Exercise goal: Reproduce the listing exactly, keeping every word as it is.

****************************************

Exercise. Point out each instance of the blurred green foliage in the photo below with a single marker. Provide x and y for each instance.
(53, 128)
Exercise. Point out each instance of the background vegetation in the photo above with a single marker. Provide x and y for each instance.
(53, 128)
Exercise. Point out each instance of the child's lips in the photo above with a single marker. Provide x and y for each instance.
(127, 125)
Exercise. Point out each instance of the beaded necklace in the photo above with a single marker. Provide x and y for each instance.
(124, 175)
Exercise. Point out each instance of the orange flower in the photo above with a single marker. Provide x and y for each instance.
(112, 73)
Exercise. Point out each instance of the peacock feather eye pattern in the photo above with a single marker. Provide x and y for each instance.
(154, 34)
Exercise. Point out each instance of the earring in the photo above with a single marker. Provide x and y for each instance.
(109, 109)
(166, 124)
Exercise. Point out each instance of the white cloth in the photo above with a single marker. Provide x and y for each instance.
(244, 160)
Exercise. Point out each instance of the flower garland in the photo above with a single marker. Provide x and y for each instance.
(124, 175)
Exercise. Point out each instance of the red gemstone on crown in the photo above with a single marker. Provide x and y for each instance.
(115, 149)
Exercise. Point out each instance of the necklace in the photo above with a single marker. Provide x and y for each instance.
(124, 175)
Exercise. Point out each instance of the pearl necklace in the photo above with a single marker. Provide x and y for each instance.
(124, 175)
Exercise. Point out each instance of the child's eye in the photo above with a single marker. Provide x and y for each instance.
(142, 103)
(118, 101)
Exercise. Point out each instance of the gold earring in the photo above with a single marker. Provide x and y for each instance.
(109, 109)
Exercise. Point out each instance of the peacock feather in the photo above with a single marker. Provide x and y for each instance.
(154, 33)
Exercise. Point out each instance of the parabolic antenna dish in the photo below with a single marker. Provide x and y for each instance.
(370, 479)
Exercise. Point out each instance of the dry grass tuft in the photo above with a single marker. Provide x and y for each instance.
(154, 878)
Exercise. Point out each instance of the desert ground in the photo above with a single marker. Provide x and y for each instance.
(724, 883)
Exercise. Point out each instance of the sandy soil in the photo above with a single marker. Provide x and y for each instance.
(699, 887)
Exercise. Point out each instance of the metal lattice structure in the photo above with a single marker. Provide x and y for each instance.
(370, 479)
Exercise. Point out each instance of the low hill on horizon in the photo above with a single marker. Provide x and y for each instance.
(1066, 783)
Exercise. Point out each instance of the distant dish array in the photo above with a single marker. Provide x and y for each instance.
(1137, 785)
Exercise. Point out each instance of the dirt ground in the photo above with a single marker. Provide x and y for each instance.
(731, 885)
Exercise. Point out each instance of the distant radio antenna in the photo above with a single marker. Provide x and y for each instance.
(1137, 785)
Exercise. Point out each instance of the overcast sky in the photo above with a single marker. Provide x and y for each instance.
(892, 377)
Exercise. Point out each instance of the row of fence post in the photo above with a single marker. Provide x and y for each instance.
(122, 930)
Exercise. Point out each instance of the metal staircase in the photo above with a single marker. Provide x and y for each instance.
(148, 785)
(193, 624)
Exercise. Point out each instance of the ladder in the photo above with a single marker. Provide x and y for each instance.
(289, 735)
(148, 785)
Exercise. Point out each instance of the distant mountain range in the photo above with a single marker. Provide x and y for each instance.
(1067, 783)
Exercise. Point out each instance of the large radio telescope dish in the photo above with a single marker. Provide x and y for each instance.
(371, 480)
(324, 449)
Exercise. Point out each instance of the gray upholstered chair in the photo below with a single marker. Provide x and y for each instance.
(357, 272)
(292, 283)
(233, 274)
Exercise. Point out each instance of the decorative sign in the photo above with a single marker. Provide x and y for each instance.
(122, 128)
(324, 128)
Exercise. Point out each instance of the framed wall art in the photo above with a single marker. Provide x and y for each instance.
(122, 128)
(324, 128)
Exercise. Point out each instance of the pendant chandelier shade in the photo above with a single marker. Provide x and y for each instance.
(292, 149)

****************************************

Task response:
Exercise. Point out each instance of the blurred green foliage in the photo below with a single marker. Provide x and y for each instance.
(53, 128)
Exercise. Point out each instance of the background vegetation in the photo above with a single marker. Provide x and y for each instance.
(53, 128)
Exercise. Point out each instance of the child's lips in the photo above with a single marker. Provide x and y for each instance.
(127, 125)
Exercise. Point out each instance of the beaded necklace in the photo above with a single marker. Provide x and y for each instance.
(124, 175)
Exercise. Point out each instance of the orange flower in the photo above with a single marker. Provide x and y for each instance.
(112, 73)
Exercise. Point out each instance of the peacock feather eye pattern in the photo above with a single marker. Provide x and y for each instance.
(154, 34)
Exercise. Point out each instance of the earring in the photo above with a single marker. Provide x and y for each instance.
(109, 109)
(166, 124)
Exercise. Point out each instance of the white cloth in the photo above with a single marker. Provide x and y for each instance.
(244, 160)
Exercise. Point out each instance of the flower garland in the photo above with a single marker. Provide x and y for each instance.
(124, 175)
Exercise. Point out each instance of the red gemstone on crown in the photo above with a single marker. Provide x and y for each instance.
(115, 149)
Exercise. Point out each instance of the necklace in the photo above with a single marker. Provide x and y for each instance.
(124, 175)
Exercise. Point out each instance of the pearl necklace in the photo above with a single marker. Provide x and y for each instance.
(124, 175)
Exercise. Point out each instance of the child's eye in the photo above with a single marker. Provide x and y for each instance.
(142, 103)
(118, 101)
Exercise. Point out each instance of the gold earring in the photo above with a single marker. Provide x and y for each instance.
(109, 109)
Exercise. Point out each instance of the peacock feather in the photo above with a single marker. Provide x and y for each instance.
(154, 33)
Exercise. Point out each instance of the parabolic antenna dish in the photo below with a single marker. Provide x and y for each instance.
(370, 479)
Exercise. Point out each instance of the dry grass tuft in the photo above with a single marker. Provide x and y for each instance.
(154, 878)
Exercise. Point out each instance of the desert ground in the photo above with a single marker. Provide x and y for each instance.
(724, 883)
Exercise. Point out each instance of the sandy soil in the photo above with a single marker. Provide x and y for each instance.
(699, 887)
Exercise. Point out each instance of the metal lattice structure in the photo above with a single marker. Provide x and y for each instance.
(370, 479)
Exercise. Point out each instance of the low hill on horizon in the photo above with a single marker. Provide x and y for each instance.
(1066, 783)
Exercise. Point out each instance of the distant dish array in the photo above with a single marker. Provide x and y for each instance.
(1137, 785)
Exercise. Point out each instance of the dirt ground in the photo above with a single marker. Provide x and y for each instance.
(731, 885)
Exercise. Point out each instance of the distant radio antenna in the photo above with a single marker. Provide x and y for each instance.
(1137, 785)
Exercise. Point out each instance of the overcast sky in the photo above with a single marker. Provide x and y for each instance.
(892, 377)
Exercise. Point out each instance of the row of fence post in the photo above with a single marker. Provide x and y for each instance.
(122, 930)
Exercise. Point out each instance of the metal staircase in the photo above with a single marker. Provide x and y for each instance.
(148, 785)
(193, 624)
Exercise. Point out each instance of the ladder in the photo above with a single marker. Provide x and y for each instance.
(289, 735)
(148, 785)
Exercise. Point out each instance of the distant mountain range in the photo above with a single marker. Provide x and y for each instance.
(1067, 783)
Exercise. Point out each instance of the large radio telescope dish in the photo above with a single marker. Provide x and y for each instance.
(371, 480)
(324, 449)
Exercise. Point out each instance of the gray upholstered chair in the photo below with a single marker. Provide x and y for each instance.
(357, 272)
(292, 283)
(233, 274)
Exercise. Point out each instance of the decorative sign in the photo above with a single marker. Provide x and y for each instance.
(122, 128)
(324, 128)
Exercise. Point out each instance of the framed wall art in the photo above with a single marker. Provide x and y for each instance.
(122, 128)
(324, 128)
Exercise. Point out each instance of the pendant chandelier shade in the photo above with a single marker. Provide x and y for each instance.
(292, 149)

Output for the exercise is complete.